> Text section:
-.-.-

Thanks guys........I was just about to post an update and saw this thread
Well, I am not sure if I should be relieved or still on pins and needles. I cannot decide my emotions, although I would say there is some relief.
I talked to the Dr today, who had time to talk to the staff that had worked with M that night he was violent. The Dr said he was really shocked, because he fully expected the staff to say that they did not feel safe with M, and that they felt like they could not help him. (Apparently an episode like this happened last month with another boy, half of Matt's size and the staff decided that he was too unsafe to be in their program. So, the Dr was surprised that although Matt had done more damage, and is 6'3, the staff still felt like Matt was in control to some extent and was not a threat to them.)
Anyway, the Dr is still tentative, but willing to proceed forward with Matt. He will not be out of phosph until he is on the right dose of Lamictal, although I am worried that as they increase it again he will get this violent streak again, and then the Dr will be like - that is it. I would say forget the Lamictal, but it really did seem to help once he was stable on it. A catch 22.
The Dr also mentioned possibly getting a brain imaging SPECT scan done - which he rarely suggests, but thought it may be helpful. Anyone done this?
So, I guess all in all, it is OK. Not bad, sorta good, we will see. The Dr will get his medications right, start giving him passes back to the program, and see how he does. M is certainly doing better at phosph this time than before. I know the poo was scared out of him when he was handcuffed and thrown into the adult psychiatric unit and told he was committed - so that is good that he at least is seeing the reality of his actions in the adult world. Next time, he could be in jail.
I also know that our conversations with each other make him worse. Even though I try as hard as I can to be healthy and appropriate, the conversation always goes one of 2 ways. "Lets dump every problem on mom and see if she can fix it". Or he picks up on me being unhappy and then feels guilty and out of control that he cannot fix me. The later scenario really started playing out when my sister H died. I think she and I were so close, that he feels like if she could die, so could I, and he now feels responsible for always making sure I am OK. This scenario was part of what sent him over the edge on Thanksgiving. He could tell I was not my normal self, and he became frantic in trying to fix it. I told the Dr that from now on, I do not want our conversations to be without a therapist. For now, he does better when not talking to me. And actually I do better as well.
I guess now the real test will be to see how he does as he transitions back into the program. If he messes up again, that will be it. Talk about pressure.
Thanks for all your prayers and thoughts. You guys are my rock.

-.-.-

> Dataset extract:
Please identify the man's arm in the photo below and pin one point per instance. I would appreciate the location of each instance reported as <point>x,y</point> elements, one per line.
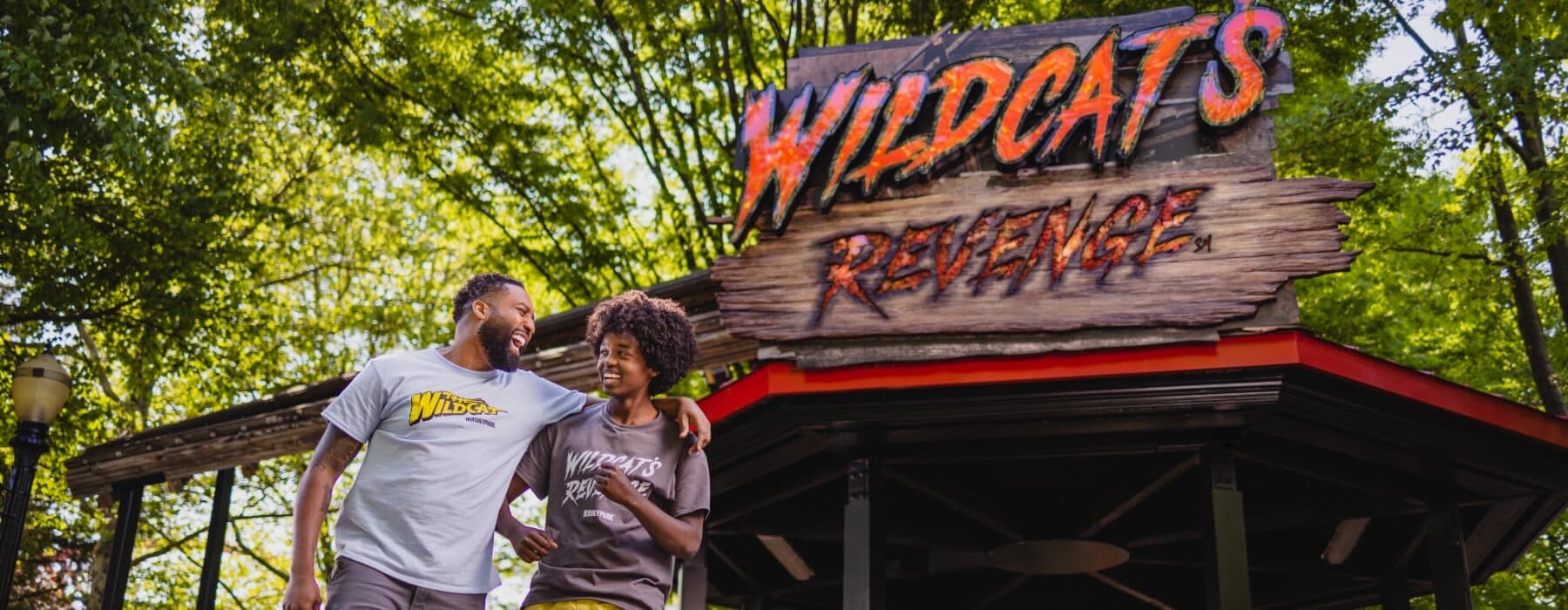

-.-.-

> Problem to solve:
Rewrite the forum post starting at the words "I talked to" and ending after "threat to them.)", and use "team" wherever "staff" appears.

> Result of the task:
I talked to the Dr today, who had time to talk to the team that had worked with M that night he was violent. The Dr said he was really shocked, because he fully expected the team to say that they did not feel safe with M, and that they felt like they could not help him. (Apparently an episode like this happened last month with another boy, half of Matt's size and the team decided that he was too unsafe to be in their program. So, the Dr was surprised that although Matt had done more damage, and is 6'3, the team still felt like Matt was in control to some extent and was not a threat to them.)